▸ **Compiti dell'esercizio**
• 1. Elenca tutte le persone indicate per nome nel brano sul clan del Longano.
• 2. Scrivi il seguito del brano sul clan del Longano, partendo da dopo la sua ultima frase.

Al capolinea la trance principale del processo scaturito dal blitz di San Giovanni del 2011. I pm hanno chiesto alla Corte d'Assise 4 ergastoli e 106 anni di carcere. Alla sbarra anche i pentiti Bisognano, Castro e Gullo.

Potrebbe arrivare prima di Natale la sentenza per i boss del Longano, assicurati al carcere ed al 41 bis con l’operazione Ghota- Pozzo 2, scattata il 24 giugno del 2011. Si trattò della prima trance di inchiesta, scattata con quattro retate successive, fino al 2013, che ha colpito al cuore gli assetti di potere del clan del Longano, portato alla collaborazione di boss e nuove leve di spessore, prodotto il sequestro di ingenti patrimoni.

L’inchiesta, siglata dai sostituti della Direzione distrettuale antimafia di Messina e coordinata dal Procuratore Capo Guido Lo Forte, ha permesso di fare luce su decine di omicidi, portando al rinvenimento del cimitero di mafia, nel greto del torrente Mazzarrà, catturare storici latitanti, ed ha condotto in carcere molti colletti bianchi del clan che riciclavano denaro nell’economia e nella finanza. Tra questi, in carcere è andato anche l’avvocato Rosario Pio Cattafi, considerato uomo – cerniera del rapporto mafia e istituzioni, spesso utilizzato dai servizi segreti.

L’ultima svolta del lavoro della Dda sulla città del Longano, partito con il blitz della notte di San Giovanni di 3 anni fa, è il pentimento di Carmelo D’Amico, il boss capo dell’ala militare del barcellonese, che alla metà degli anni ’90 ha siglato il patto di ferro col capo dei mazzarroti Tindaro Calabrese. Tra i suoi affari, oltre alla gestione dei propri mezzi, operanti nei cantieri, la riscossione del pizzo nel milazzese, dove D’Amico controllava direttamente alcune attività commerciali.

▸ **Dati forniti**

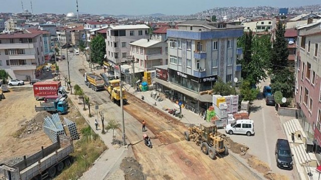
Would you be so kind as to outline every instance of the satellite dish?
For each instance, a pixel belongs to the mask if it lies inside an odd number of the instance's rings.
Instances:
[[[237,82],[237,78],[234,78],[234,82]]]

▸ **Risposte per compito**
• 1.
- Bisognano
- Castro
- Gullo
- Guido Lo Forte
- Rosario Pio Cattafi
- Carmelo D'Amico
- Tindaro Calabrese

• 2.
Tornando al processo in seno stretto, venerdì è stato il giorno dell’Accusa al processo in corso davanti la Corte d’Assise di Messina, quella che sta celebrando il troncone principale, con alla sbarra molti personaggi di calibro. I pm della Dda di Messina Vito Di Giorgio, Angelo Cavallo e Giuseppe Verzera hanno chiesto ai giudici di emettere condanne per 106 anni di carcere complessive, più 4 ergastoli. Rischiano il carcere a vita Salvatore Calcò Labruzzo, Enrico Fumia, Carmelo Giambò e Nicola Munafò. Richiesta di condanna a 5 anni per “Melo” Bisognano capo pentito dei mazzarroti, 4 anni e 6 mesi per l’altro pentito, Alfio Giuseppe Castro di Acireale, santapaoliano trapiantato nel messinese, 12 anni e 6 mesi per il meccanico di Oliveri Santo Gullo, uomo di Bisognano.

Ancora: 18 anni a testa per Tindaro Calabrese, irriducibile al carcere duro, e Giuseppe Isgrò; 15 anni per Nicola Cannone e Angelo Porcino; 12 anni per Zamir Dajcaj; 6 anni per Salvatore Puglisi. Resta da formulare l’accusa per Mariano Vito Foti: se ne parlerà il 14 novembre prossimo. La parola andrà poi ai difensori, che dovrebbero concludere entro il 18 dicembre prossimo.